## Begin Page text
In recent years, architects and real-estate developers have been erecting buildings that are increasing in complexity with multiple occupancies. To assess the building’s safety, engineers are relying more and more on conducting egress analysis to see how long it will take people to evacuate such buildings.
This analysis uses various methods, such as simple hand calculations or more complex computer modelling. However, these methods provide a simplified approach to assessing people movement and do not consider some aspects of human behaviour during evacuations, such as realistic exit choice, staff intervention or even how it is affected by culture. This article discusses the uses of egress analysis, scarcity of data, and some of the observed human behaviours during experiments, emergency evacuations and fire drills that should be considered when conducting an egress analysis or developing an emergency evacuation plan.
Prescriptive vs. Performance Based Design
Prescriptive codes are a big part of the life safety community and are applied worldwide due to their relative success, clear approach to safety and ease of implementation. Such codes have been written and revised based on major fire incidents. This can be seen in the great fire of London where a number of laws were passed regarding building separation to minimize fire spread, and more recently the 2001 attacks on the World Trade Centre, which resulted in requiring separate fire service access elevators in tall buildings. While these codes have saved lives over the years, its revisions are taking a passive approach to code evolution rather than a proactive one, where changes are made based on scientific research. In many cases, researchers are unware of the industry’s needs and engineers do not have the time to address those needs with the various project deadlines they deal with. The research and engineering community should coordinate their efforts where practicing engineers highlight areas of code deficiency and researchers would apply the scientific approach to fill-in those gaps.
## End Page text
## Begin Data shown
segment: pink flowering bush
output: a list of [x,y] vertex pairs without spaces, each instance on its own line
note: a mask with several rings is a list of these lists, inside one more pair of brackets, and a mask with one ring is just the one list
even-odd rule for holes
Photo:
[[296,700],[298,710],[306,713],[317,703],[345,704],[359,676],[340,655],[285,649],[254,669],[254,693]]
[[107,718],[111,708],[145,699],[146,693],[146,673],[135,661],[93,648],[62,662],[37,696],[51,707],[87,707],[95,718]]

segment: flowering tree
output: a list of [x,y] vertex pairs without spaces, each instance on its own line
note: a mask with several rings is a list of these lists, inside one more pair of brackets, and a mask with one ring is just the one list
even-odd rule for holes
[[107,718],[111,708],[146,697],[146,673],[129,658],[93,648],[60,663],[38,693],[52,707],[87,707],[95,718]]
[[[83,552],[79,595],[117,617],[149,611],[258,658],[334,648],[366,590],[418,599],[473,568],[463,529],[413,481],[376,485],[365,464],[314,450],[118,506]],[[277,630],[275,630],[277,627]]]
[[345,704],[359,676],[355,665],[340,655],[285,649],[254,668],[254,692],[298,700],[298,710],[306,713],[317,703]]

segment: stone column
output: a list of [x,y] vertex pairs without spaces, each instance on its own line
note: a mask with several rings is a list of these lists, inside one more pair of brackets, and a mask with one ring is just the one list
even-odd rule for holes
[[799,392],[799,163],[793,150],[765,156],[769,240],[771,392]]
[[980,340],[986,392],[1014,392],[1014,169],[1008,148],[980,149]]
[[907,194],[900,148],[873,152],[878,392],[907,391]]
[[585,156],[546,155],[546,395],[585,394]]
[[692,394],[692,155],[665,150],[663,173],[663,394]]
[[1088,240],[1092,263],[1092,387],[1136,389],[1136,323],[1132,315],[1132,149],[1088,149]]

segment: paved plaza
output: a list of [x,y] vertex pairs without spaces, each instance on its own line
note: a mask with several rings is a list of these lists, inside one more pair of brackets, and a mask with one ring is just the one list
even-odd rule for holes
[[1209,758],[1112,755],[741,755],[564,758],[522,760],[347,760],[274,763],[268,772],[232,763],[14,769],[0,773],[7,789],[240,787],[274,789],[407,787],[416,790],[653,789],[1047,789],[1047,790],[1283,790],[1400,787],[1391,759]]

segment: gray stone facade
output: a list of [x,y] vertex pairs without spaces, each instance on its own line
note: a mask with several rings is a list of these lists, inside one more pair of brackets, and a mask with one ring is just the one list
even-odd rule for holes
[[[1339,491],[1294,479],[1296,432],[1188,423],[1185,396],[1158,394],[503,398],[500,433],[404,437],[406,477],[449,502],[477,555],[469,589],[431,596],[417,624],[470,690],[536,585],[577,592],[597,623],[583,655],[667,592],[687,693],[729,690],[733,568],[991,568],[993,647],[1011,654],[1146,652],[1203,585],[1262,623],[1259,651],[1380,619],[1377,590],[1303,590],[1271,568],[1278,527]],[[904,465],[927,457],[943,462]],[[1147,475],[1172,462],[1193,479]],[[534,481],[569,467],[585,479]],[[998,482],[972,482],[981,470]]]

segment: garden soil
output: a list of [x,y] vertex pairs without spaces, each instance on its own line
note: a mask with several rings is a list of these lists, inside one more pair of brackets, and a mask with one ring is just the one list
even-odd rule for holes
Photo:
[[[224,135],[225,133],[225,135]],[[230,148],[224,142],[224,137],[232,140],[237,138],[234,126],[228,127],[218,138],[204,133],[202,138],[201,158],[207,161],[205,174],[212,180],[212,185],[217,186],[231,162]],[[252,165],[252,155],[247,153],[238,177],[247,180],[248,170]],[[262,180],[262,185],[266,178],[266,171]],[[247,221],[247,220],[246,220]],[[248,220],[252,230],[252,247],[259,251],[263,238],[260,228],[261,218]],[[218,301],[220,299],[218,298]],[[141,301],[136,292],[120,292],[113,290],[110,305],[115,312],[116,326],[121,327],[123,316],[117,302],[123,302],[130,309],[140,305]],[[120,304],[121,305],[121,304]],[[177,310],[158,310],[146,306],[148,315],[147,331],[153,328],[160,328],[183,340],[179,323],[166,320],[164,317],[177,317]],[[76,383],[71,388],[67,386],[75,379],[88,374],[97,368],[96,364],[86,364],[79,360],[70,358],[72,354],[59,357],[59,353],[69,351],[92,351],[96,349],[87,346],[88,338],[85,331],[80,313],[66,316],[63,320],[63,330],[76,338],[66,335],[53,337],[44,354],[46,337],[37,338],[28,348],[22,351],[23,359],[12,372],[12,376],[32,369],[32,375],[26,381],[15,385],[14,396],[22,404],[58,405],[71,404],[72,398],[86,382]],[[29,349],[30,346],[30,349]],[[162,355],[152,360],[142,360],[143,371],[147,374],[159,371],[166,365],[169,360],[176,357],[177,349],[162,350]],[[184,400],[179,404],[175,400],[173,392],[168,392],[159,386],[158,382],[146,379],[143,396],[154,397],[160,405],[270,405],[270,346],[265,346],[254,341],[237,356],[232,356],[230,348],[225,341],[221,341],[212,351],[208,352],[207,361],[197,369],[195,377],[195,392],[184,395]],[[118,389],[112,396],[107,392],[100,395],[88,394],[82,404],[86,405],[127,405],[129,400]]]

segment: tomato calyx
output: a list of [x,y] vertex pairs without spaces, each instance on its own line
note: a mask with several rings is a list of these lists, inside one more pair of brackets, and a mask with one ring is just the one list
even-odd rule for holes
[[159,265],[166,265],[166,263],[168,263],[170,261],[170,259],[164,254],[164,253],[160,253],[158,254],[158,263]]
## End Data shown
=== Your goal ===
Translate this sentence from the egress analysis text above into Spanish: "Such codes have been written and revised based on major fire incidents."

=== Response to this exercise ===
Dichos códigos se han redactado y revisado con base en incendios de gran magnitud.